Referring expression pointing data

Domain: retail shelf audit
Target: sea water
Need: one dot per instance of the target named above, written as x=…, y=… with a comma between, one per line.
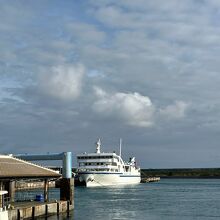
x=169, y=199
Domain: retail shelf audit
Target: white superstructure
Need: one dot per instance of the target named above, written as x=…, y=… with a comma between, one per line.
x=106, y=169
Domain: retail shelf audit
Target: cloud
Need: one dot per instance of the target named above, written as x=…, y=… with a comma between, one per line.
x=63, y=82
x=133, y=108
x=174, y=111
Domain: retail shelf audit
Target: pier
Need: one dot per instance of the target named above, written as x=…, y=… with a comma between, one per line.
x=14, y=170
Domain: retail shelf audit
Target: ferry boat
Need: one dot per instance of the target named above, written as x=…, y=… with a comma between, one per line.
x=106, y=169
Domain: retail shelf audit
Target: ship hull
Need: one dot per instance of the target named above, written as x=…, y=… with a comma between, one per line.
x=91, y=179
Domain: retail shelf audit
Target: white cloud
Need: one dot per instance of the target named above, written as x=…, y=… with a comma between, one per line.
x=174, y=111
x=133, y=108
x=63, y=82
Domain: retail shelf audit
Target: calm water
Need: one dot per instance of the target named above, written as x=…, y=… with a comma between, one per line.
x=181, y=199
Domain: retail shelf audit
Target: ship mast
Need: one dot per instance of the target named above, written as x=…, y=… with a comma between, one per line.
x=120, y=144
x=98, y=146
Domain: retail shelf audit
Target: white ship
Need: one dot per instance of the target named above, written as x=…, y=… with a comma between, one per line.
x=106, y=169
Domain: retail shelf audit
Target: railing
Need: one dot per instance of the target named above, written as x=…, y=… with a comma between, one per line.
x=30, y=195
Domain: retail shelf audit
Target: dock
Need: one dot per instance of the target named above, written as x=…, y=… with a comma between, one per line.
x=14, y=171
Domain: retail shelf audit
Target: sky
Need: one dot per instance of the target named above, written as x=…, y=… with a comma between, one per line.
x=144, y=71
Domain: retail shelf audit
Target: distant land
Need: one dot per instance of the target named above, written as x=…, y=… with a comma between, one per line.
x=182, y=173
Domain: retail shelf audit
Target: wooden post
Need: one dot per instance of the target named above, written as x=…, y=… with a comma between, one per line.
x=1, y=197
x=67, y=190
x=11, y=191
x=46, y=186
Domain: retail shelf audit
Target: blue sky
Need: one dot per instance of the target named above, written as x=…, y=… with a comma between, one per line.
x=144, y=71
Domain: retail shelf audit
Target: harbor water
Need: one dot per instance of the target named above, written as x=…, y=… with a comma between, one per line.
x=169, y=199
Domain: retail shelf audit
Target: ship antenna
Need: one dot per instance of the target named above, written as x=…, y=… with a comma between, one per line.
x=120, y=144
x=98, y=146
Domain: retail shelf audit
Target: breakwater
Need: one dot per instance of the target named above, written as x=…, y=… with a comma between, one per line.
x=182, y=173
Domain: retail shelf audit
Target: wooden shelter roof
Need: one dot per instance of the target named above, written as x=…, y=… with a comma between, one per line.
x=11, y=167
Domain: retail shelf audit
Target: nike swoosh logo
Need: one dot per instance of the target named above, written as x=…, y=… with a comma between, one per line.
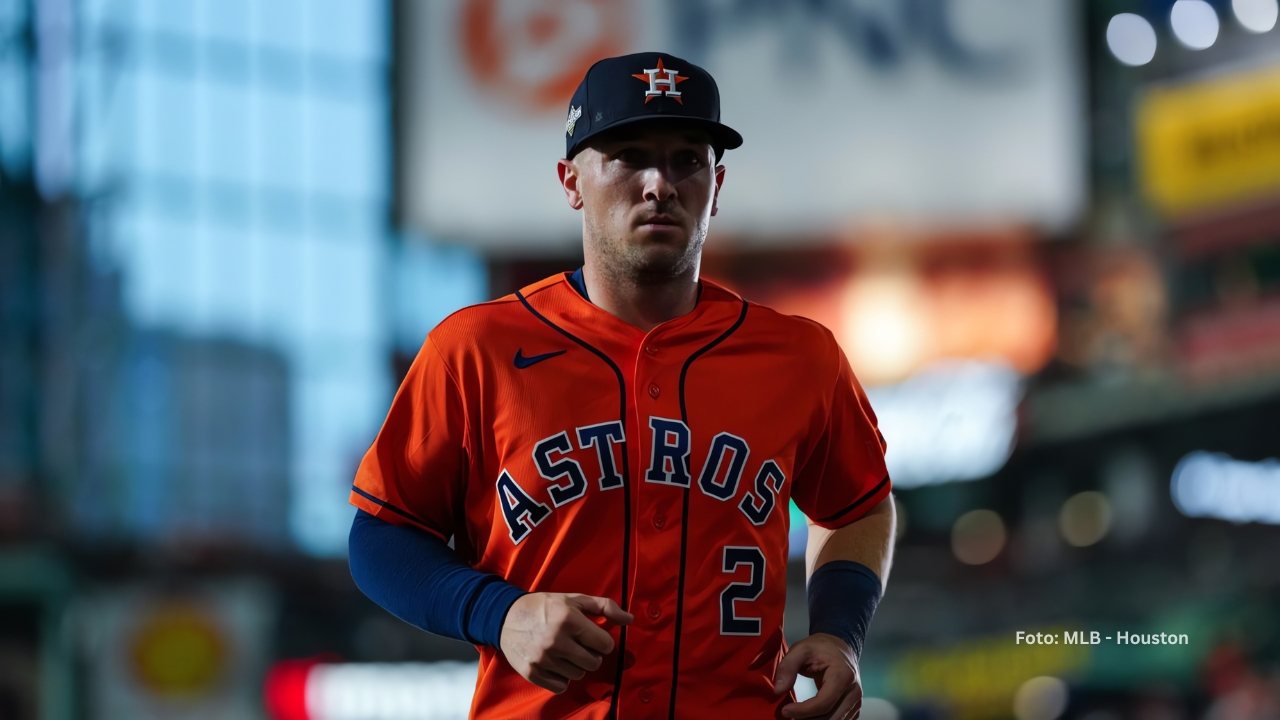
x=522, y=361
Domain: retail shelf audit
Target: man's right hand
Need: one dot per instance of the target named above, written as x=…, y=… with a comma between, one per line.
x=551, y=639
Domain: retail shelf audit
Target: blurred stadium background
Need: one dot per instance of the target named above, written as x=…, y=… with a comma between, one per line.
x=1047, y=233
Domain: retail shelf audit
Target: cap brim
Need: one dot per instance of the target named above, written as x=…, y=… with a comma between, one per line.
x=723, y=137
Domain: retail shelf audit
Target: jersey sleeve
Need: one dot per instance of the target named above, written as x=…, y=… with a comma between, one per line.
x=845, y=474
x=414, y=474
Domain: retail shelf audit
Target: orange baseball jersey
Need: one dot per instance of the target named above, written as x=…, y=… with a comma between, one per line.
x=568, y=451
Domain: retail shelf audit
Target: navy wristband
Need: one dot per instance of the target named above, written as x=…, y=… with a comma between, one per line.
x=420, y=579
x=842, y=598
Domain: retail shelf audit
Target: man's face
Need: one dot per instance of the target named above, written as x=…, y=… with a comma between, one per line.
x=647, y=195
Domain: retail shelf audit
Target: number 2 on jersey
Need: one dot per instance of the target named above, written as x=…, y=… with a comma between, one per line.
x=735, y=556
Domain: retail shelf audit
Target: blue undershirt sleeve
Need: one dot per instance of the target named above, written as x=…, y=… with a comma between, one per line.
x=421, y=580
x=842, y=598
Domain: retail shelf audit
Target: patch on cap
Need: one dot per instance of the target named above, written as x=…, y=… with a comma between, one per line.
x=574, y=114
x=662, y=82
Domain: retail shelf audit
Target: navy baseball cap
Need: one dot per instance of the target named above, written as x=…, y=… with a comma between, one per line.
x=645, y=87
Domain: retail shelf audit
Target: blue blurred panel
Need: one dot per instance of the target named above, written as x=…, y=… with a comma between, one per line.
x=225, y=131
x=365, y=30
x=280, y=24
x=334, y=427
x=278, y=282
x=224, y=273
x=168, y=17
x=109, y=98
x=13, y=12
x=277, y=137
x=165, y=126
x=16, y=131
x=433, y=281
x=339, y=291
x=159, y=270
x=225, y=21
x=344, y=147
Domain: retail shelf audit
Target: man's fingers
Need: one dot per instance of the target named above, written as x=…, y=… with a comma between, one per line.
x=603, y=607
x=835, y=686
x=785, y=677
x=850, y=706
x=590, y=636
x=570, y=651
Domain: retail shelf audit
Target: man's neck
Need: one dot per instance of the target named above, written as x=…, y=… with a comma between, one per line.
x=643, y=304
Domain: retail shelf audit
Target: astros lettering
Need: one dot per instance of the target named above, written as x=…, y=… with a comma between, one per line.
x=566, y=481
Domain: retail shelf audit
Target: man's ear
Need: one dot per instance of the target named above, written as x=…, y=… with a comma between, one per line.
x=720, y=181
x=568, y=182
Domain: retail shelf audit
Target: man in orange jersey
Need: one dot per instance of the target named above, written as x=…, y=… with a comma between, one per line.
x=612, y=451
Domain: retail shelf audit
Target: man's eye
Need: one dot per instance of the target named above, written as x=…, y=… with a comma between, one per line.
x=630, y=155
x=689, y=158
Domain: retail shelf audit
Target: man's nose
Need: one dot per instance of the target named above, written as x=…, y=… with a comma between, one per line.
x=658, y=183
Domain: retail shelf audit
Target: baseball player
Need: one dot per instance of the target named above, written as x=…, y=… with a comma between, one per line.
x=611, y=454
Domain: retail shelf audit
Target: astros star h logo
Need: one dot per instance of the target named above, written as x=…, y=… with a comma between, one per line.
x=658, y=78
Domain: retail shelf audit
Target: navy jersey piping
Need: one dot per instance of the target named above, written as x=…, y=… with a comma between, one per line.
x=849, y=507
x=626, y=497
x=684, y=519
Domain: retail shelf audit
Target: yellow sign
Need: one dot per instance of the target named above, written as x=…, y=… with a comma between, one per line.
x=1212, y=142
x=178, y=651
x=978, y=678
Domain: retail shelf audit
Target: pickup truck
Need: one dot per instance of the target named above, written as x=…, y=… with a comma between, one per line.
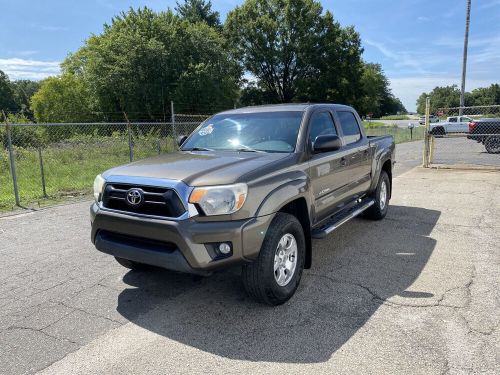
---
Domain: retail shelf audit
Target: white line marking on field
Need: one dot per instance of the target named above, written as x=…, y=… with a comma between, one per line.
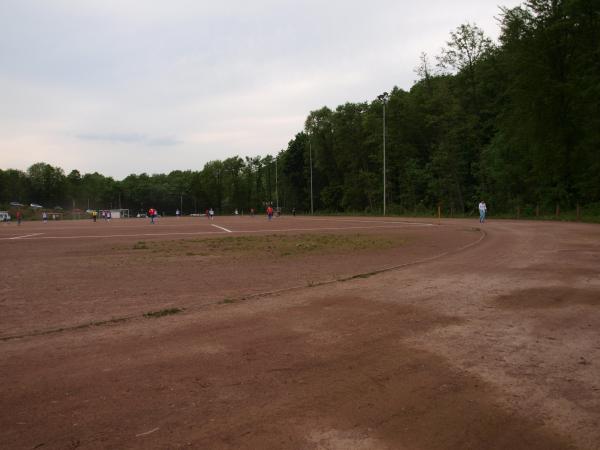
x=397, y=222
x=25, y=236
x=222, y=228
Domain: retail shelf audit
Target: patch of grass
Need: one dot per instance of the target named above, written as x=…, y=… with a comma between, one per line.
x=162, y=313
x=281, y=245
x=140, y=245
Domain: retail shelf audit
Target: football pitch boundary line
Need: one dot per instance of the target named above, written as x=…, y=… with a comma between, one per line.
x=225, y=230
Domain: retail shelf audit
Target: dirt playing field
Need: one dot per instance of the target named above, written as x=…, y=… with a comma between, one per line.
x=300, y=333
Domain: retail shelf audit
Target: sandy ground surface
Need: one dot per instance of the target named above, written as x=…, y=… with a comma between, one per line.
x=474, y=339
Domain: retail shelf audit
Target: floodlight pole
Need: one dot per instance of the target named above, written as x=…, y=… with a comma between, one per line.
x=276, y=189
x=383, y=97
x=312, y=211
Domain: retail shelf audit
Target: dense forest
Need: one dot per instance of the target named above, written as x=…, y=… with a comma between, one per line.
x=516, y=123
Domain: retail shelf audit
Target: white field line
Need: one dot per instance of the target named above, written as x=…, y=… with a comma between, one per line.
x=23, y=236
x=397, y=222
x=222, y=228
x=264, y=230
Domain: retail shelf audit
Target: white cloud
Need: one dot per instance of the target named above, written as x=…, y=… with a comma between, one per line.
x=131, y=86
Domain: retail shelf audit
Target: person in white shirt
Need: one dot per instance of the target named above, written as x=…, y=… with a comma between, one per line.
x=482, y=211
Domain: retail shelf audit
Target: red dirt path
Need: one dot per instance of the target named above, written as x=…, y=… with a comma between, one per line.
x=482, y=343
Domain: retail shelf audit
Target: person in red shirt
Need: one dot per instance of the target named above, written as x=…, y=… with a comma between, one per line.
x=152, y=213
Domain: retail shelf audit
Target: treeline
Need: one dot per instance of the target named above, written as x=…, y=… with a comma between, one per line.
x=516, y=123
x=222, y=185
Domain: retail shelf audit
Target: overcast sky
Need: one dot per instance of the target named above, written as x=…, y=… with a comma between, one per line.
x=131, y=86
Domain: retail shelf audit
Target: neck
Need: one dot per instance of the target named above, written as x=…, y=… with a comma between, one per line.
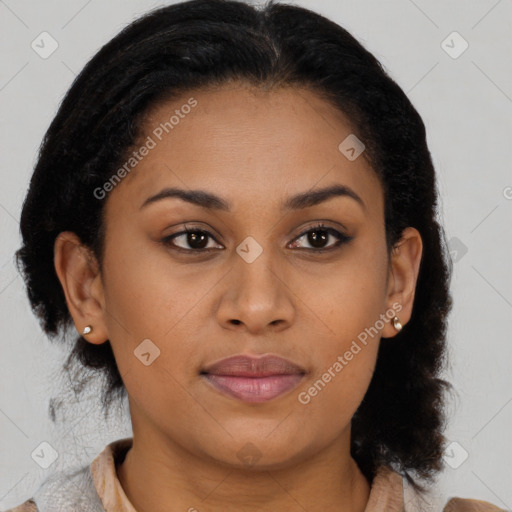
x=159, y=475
==
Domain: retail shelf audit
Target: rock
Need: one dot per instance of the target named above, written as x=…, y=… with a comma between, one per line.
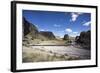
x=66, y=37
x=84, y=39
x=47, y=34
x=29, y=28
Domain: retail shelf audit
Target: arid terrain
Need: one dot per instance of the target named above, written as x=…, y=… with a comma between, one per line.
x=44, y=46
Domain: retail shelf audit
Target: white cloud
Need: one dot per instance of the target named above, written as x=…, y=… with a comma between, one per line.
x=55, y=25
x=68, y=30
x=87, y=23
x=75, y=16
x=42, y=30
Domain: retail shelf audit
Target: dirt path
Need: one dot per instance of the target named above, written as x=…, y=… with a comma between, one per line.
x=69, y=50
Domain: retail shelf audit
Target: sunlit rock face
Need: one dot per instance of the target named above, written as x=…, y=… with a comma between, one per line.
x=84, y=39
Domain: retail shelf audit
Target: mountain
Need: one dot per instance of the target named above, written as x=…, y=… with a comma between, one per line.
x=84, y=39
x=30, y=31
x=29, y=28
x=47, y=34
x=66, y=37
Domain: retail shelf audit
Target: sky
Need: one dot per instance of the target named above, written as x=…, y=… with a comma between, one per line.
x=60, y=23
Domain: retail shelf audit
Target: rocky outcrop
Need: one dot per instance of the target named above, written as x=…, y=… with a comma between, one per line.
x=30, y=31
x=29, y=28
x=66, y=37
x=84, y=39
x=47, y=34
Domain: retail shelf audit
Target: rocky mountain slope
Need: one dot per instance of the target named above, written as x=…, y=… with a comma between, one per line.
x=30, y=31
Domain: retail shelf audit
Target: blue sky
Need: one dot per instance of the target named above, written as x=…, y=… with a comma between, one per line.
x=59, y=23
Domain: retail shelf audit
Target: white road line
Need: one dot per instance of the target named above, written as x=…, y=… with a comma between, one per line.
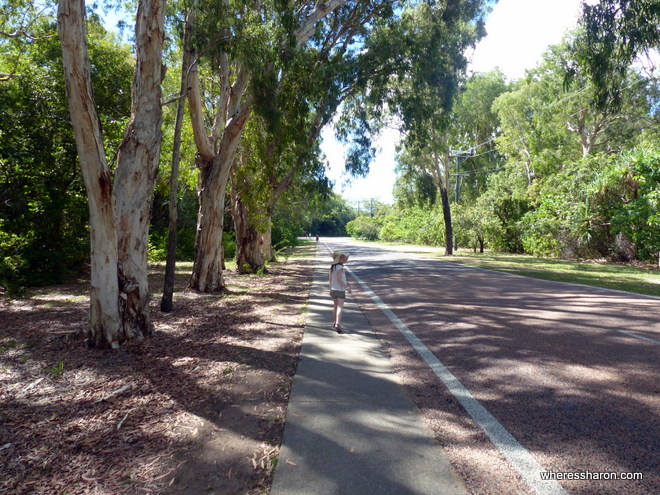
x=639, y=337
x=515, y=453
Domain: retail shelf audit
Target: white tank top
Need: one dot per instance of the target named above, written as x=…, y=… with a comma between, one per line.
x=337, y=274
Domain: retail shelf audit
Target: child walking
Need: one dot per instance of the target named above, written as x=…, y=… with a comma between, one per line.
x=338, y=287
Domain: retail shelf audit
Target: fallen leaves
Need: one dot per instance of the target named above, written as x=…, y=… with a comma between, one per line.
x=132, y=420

:: GOAL OF THE EXERCISE ::
Could you repeat, exactly, only the lines above starting at the one that has "Target: wooden shelter roof" and stopping after the one that has "Target: jersey sleeve", without the pictures?

:: WRITTEN SOLUTION ::
Target: wooden shelter roof
Need: one dot per instance of the target named above, written as x=…, y=… with a comma between, one per line.
x=11, y=167
Domain: retail shelf audit
Target: nike swoosh logo
Need: one dot per instance of the target named above, written as x=…, y=… with a comma between, one per line.
x=522, y=361
Domain: retail shelf audit
Target: man's right hand
Need: one dot per instance of the target named above, written as x=…, y=… with a comma between, one per line.
x=551, y=639
Domain: retail shelf audit
Target: blurred stadium background
Need: one dot per instance of the target named above, written as x=…, y=… with a comma between, one per line.
x=1047, y=233
Domain: retail shelf audit
Target: cap brim
Need: one dot per instance of the target named above, written as x=…, y=… with a comma between, one per line.
x=723, y=137
Domain: retail shelf audit
Target: jersey sleeve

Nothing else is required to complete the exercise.